Challenge
Extract the stretch of lines that starts at the line with "the white building." and ends at the last line of the data below. Give it exactly, without pictures.

Source material
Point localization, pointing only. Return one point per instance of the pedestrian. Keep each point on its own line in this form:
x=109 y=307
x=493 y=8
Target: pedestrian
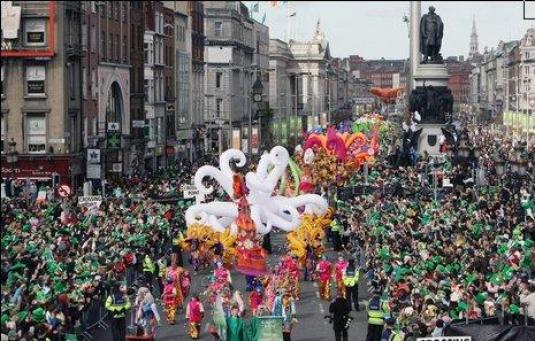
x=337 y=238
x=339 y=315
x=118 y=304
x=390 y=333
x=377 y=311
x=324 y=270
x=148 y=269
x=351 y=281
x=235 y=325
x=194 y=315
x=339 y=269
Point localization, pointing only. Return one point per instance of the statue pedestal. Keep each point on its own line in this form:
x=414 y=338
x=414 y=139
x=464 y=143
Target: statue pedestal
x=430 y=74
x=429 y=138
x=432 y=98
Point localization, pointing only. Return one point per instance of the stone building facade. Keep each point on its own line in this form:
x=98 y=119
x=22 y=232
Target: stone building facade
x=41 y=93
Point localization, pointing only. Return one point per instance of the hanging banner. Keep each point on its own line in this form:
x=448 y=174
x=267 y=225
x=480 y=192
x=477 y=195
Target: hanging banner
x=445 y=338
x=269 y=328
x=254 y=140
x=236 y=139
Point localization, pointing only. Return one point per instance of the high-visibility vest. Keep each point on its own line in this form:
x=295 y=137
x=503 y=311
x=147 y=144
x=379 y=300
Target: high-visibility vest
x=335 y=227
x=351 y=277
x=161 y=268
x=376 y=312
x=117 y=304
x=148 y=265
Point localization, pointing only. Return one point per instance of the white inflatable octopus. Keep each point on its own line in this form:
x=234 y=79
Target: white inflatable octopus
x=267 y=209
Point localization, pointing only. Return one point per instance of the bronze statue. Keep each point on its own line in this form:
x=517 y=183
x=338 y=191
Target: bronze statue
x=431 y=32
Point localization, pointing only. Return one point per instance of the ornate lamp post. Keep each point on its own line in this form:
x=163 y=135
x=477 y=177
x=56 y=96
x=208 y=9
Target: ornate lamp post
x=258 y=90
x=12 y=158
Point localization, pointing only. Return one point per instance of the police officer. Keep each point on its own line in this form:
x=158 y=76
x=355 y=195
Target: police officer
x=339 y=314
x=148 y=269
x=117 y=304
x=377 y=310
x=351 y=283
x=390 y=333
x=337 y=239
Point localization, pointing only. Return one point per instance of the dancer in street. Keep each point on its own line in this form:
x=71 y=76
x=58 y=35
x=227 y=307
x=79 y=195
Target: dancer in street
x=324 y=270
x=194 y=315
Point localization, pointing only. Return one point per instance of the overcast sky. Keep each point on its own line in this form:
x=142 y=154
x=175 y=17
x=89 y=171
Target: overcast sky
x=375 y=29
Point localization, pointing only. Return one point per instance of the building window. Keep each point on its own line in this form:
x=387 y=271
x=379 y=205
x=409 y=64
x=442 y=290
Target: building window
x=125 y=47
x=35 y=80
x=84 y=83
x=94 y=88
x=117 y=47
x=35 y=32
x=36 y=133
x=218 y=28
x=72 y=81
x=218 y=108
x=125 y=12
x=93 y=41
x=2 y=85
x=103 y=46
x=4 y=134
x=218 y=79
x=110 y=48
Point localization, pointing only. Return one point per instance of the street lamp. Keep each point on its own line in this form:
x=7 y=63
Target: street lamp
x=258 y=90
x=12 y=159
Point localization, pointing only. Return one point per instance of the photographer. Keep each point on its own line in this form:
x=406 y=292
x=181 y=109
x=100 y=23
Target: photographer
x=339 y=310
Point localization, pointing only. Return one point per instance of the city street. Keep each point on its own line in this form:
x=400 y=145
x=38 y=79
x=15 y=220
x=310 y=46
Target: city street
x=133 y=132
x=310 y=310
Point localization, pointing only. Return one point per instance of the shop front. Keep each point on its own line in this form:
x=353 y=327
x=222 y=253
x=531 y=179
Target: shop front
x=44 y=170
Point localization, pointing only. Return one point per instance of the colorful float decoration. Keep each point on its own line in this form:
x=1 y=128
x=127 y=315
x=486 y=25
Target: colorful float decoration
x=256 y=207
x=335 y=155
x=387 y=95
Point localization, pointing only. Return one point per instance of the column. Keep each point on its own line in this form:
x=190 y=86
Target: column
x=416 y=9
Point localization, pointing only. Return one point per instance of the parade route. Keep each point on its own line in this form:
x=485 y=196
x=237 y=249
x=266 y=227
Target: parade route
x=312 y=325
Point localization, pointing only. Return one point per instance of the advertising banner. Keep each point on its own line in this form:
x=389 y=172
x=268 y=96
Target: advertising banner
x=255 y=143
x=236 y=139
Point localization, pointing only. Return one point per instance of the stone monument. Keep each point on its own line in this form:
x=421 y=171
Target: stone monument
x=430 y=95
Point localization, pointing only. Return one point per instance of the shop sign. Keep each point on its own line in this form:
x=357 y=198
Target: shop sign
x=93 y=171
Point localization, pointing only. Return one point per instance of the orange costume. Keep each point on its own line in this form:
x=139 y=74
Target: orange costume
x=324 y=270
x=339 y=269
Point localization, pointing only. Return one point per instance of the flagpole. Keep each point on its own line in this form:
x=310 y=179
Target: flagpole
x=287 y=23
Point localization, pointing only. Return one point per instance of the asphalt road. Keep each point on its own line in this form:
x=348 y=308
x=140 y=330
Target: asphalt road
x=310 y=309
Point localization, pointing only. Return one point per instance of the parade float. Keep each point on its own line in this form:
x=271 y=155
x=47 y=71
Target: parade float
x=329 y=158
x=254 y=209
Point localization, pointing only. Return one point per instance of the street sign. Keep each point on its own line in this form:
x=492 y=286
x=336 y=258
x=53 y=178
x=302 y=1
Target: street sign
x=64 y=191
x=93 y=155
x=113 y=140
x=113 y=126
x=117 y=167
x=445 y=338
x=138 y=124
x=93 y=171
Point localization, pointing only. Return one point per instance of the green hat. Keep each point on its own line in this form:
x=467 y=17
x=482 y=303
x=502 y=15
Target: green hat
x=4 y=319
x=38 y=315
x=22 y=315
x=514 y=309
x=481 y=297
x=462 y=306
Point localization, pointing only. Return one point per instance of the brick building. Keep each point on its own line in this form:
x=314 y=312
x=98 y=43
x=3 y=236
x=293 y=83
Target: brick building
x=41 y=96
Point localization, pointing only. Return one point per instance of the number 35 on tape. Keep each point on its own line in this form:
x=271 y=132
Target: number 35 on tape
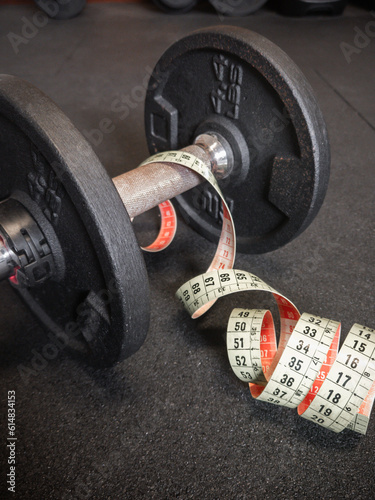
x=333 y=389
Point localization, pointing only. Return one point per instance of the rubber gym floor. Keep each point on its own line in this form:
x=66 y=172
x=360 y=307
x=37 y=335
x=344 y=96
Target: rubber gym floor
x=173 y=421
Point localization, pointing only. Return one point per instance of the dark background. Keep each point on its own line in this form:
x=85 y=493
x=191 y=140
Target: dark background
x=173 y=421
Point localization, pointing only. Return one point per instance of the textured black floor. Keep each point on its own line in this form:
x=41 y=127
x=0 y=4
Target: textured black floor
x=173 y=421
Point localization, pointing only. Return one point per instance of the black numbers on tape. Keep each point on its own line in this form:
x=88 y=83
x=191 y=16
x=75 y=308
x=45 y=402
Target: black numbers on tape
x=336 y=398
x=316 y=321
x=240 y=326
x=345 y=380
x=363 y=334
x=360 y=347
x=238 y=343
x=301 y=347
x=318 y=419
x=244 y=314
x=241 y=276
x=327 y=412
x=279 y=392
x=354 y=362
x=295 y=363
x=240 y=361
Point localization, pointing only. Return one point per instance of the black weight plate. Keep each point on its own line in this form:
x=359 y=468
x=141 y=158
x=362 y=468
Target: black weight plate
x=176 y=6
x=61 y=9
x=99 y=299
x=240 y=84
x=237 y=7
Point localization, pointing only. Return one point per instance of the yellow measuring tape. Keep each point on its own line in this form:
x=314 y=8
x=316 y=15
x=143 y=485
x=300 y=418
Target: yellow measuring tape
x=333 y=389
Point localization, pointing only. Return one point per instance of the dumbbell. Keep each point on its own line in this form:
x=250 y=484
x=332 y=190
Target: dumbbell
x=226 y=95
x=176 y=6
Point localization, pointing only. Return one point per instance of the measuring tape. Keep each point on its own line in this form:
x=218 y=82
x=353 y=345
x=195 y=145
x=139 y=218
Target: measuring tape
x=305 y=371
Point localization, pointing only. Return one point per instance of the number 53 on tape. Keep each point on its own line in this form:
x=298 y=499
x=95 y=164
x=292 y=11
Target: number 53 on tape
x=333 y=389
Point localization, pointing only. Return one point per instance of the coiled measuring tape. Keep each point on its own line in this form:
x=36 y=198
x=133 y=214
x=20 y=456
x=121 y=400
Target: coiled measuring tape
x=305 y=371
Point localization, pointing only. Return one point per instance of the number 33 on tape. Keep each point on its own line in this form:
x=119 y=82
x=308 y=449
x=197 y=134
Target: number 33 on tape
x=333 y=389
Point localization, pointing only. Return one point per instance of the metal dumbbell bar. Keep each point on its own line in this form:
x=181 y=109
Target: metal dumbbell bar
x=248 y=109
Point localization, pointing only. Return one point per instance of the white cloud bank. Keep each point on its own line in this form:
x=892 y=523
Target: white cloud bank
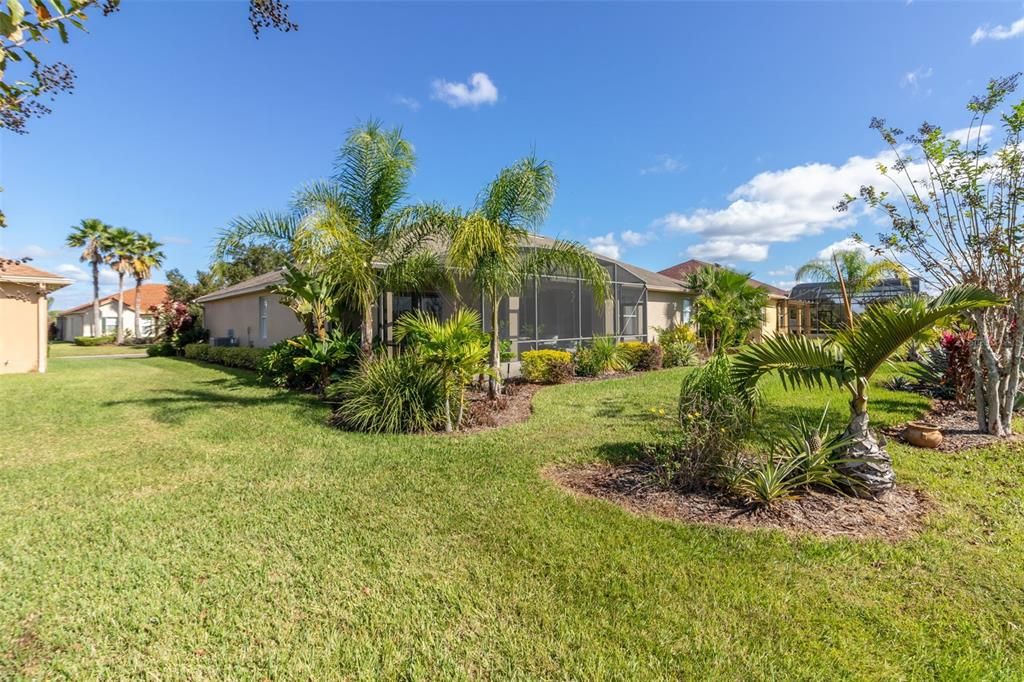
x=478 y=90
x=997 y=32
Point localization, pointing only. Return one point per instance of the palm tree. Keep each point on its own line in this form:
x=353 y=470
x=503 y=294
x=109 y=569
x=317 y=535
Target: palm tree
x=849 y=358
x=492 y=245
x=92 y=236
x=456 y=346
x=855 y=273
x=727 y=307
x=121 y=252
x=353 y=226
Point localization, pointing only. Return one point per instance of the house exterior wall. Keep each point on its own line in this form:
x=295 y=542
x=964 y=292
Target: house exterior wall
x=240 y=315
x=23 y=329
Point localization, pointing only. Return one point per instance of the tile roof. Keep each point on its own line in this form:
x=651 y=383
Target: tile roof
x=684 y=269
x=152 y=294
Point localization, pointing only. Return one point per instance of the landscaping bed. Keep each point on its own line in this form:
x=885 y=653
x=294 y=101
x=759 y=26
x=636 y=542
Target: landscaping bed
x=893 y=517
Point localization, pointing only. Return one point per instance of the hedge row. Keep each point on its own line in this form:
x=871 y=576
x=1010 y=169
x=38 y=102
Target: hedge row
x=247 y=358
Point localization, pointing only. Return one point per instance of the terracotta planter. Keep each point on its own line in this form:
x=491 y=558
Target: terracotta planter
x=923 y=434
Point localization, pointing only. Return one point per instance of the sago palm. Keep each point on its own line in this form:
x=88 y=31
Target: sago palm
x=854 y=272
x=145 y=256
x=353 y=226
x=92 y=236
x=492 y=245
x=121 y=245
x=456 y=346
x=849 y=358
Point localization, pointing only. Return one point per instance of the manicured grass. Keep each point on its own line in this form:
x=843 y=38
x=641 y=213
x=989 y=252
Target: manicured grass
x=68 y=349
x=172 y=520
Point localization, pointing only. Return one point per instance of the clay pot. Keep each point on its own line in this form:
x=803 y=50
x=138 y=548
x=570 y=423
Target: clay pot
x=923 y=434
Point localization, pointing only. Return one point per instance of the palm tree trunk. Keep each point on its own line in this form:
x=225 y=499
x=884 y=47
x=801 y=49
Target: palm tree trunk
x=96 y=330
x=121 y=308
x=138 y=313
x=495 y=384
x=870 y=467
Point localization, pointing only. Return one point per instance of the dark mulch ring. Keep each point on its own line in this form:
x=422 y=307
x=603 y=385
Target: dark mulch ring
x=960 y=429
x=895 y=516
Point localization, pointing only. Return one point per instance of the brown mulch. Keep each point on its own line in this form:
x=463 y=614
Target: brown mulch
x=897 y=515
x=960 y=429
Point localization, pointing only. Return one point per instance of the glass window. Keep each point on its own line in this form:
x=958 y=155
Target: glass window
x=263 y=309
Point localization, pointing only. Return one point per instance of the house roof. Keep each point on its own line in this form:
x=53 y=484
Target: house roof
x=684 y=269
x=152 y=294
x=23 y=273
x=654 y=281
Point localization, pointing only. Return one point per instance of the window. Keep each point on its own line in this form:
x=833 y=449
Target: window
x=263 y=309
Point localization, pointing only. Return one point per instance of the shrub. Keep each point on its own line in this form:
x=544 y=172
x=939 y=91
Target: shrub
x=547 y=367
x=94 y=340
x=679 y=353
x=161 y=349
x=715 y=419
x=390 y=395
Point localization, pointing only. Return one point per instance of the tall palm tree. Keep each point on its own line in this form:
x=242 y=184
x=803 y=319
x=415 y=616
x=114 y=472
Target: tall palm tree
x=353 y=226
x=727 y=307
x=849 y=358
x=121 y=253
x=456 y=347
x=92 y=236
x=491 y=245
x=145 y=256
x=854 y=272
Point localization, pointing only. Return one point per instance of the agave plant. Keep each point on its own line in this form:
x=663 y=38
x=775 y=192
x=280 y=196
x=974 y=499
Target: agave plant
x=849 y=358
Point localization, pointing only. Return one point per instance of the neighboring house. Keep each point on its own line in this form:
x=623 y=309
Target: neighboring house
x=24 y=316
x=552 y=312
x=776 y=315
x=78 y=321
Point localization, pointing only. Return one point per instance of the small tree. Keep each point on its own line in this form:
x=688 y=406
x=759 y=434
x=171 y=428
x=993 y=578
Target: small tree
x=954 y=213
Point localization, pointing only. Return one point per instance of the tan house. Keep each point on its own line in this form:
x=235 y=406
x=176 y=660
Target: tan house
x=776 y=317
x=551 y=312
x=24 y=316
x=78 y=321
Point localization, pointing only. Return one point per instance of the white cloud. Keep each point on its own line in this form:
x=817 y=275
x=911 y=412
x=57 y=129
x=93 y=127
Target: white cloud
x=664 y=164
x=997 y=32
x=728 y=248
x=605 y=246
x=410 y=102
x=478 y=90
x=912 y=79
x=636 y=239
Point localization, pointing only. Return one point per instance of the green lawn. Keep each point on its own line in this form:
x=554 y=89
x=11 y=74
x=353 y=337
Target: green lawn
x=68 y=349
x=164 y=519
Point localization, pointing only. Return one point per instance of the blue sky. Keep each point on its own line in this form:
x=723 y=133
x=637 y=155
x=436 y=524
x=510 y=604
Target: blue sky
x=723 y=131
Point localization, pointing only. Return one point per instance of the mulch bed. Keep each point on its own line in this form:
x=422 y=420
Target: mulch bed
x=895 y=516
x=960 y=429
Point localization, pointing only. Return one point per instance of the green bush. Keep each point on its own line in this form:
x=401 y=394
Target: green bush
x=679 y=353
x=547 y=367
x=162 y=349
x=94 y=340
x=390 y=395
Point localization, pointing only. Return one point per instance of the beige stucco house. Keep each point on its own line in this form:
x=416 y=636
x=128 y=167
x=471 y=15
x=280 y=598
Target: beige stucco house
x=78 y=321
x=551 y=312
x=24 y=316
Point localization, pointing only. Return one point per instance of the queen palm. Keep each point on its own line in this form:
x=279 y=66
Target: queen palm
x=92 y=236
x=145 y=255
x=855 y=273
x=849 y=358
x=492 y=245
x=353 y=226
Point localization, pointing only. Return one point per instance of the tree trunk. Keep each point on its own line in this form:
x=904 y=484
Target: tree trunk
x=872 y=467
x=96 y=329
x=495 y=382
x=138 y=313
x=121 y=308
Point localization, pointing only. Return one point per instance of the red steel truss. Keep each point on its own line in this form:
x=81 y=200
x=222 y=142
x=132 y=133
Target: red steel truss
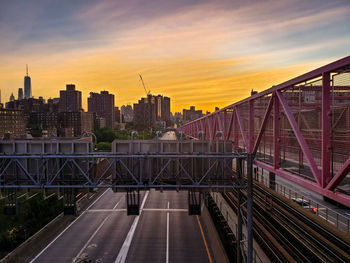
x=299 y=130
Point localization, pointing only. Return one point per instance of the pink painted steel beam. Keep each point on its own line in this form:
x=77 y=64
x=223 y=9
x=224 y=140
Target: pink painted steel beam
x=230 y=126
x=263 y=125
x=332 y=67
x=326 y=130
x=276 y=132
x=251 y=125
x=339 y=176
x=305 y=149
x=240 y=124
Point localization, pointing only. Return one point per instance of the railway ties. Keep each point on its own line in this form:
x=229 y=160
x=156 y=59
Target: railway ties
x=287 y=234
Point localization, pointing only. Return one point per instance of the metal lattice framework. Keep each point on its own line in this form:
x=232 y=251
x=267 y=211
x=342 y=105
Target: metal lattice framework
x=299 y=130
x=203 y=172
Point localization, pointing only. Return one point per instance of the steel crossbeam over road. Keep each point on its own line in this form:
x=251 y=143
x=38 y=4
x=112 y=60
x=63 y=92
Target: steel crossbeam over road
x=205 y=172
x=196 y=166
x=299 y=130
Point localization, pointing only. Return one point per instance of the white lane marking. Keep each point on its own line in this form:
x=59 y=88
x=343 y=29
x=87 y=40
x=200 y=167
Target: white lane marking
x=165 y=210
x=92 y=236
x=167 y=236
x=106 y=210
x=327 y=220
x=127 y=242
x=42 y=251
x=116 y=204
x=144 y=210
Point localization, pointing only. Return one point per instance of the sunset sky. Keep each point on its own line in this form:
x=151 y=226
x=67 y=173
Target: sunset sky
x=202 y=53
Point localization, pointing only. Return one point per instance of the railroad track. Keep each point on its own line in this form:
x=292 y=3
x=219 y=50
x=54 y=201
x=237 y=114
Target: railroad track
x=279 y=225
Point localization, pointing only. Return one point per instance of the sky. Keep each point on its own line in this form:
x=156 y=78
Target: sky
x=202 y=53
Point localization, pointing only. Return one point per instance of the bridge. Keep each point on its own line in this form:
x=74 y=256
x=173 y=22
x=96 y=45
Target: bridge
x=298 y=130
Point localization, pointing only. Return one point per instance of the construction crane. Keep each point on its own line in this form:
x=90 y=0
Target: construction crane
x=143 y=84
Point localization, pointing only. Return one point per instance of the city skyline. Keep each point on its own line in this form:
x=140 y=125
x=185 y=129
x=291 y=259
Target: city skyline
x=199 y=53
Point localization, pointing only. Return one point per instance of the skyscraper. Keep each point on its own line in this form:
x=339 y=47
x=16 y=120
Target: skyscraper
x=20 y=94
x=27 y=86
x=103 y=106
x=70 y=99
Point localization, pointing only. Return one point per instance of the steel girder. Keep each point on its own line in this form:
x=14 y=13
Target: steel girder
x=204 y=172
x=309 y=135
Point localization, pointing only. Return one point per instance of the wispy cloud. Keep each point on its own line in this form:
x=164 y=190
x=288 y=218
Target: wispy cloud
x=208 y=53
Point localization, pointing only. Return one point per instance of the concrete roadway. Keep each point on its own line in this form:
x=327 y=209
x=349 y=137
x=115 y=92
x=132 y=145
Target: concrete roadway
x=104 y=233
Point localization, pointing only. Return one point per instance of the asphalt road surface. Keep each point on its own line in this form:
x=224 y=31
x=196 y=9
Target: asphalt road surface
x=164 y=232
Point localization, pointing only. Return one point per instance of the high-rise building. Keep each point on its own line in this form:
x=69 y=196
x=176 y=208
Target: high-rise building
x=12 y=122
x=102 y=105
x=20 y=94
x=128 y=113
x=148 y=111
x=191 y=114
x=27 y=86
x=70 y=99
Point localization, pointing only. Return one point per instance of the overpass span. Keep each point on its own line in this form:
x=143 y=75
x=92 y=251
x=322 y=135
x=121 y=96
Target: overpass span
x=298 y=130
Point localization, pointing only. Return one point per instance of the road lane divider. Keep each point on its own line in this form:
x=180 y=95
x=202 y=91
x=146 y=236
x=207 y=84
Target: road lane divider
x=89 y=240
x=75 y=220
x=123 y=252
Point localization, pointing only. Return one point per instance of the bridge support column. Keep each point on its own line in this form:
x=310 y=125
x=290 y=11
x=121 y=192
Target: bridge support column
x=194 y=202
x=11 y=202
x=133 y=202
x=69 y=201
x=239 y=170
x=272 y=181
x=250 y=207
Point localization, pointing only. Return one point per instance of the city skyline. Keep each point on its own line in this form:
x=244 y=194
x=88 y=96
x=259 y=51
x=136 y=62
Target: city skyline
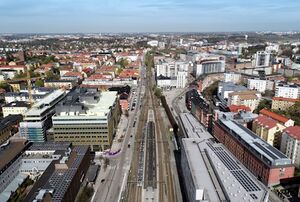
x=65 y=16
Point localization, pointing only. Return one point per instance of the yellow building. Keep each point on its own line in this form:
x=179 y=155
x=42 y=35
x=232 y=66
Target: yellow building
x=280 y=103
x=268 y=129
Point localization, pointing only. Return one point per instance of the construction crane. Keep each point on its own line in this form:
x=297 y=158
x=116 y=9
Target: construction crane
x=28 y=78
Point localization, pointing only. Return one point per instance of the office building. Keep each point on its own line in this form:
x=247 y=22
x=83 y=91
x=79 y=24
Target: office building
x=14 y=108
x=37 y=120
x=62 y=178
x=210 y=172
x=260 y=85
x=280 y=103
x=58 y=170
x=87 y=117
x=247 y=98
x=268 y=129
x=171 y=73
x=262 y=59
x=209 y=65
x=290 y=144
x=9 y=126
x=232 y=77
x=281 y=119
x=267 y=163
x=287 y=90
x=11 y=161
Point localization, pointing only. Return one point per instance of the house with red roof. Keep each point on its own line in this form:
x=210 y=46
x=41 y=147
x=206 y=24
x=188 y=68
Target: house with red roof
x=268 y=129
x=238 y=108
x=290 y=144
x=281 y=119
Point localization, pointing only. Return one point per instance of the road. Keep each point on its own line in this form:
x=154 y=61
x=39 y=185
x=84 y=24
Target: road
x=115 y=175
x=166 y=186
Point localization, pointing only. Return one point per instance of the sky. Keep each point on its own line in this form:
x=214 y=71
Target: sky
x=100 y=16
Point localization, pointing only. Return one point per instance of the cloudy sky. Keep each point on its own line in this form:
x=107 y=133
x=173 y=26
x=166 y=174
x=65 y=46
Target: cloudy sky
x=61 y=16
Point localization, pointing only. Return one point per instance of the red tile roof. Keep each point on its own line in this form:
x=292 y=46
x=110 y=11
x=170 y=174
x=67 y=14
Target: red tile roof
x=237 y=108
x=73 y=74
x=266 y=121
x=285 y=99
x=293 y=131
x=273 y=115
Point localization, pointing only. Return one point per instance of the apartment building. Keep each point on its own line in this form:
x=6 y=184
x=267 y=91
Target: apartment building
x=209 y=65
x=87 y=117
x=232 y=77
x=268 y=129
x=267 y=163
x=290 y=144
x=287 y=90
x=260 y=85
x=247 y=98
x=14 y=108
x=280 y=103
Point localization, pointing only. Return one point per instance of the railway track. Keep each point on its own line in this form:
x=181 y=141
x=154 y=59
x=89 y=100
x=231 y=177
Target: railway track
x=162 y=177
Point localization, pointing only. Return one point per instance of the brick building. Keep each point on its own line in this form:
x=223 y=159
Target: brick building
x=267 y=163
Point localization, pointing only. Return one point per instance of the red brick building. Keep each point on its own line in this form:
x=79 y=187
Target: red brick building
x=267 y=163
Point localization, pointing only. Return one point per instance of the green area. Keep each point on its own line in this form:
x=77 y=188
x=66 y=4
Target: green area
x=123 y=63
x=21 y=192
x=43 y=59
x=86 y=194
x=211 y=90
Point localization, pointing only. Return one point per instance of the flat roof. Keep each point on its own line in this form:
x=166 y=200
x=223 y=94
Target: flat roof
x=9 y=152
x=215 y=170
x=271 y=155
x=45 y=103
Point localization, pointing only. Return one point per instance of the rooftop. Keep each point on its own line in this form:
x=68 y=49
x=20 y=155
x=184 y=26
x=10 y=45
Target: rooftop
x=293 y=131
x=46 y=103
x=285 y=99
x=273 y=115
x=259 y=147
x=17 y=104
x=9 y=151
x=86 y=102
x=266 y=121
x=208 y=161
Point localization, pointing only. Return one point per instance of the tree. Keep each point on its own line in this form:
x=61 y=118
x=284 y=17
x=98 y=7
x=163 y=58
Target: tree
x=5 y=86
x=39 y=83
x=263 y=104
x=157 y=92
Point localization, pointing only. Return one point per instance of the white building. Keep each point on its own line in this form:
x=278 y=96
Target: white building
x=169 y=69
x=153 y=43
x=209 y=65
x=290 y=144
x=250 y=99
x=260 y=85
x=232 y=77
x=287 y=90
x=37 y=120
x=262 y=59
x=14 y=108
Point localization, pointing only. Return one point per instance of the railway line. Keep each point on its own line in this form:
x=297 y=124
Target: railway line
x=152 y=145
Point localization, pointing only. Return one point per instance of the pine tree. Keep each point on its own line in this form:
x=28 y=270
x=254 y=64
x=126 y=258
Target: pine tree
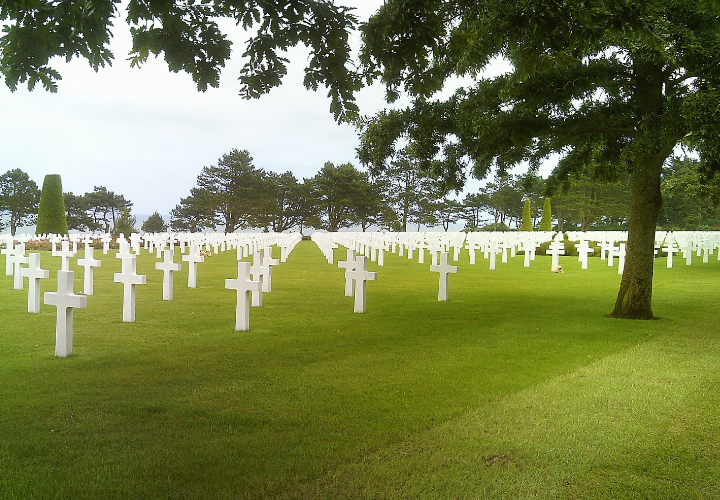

Reply to the task
Point localization, pointing only. Return one point per instance of the white building. Keep each point on its own line in this form:
x=278 y=96
Target: white building
x=169 y=69
x=153 y=43
x=209 y=65
x=290 y=144
x=250 y=99
x=260 y=85
x=232 y=77
x=287 y=90
x=37 y=120
x=262 y=59
x=14 y=108
Point localization, pointing only. Return one point per instance of the railway line. Keep each point on its own line in this form:
x=297 y=124
Target: railway line
x=152 y=145
Point localization, pointing only. Return one point per instance of the pine tree. Keep each point on its own line in this form:
x=28 y=270
x=254 y=64
x=126 y=258
Target: pine tree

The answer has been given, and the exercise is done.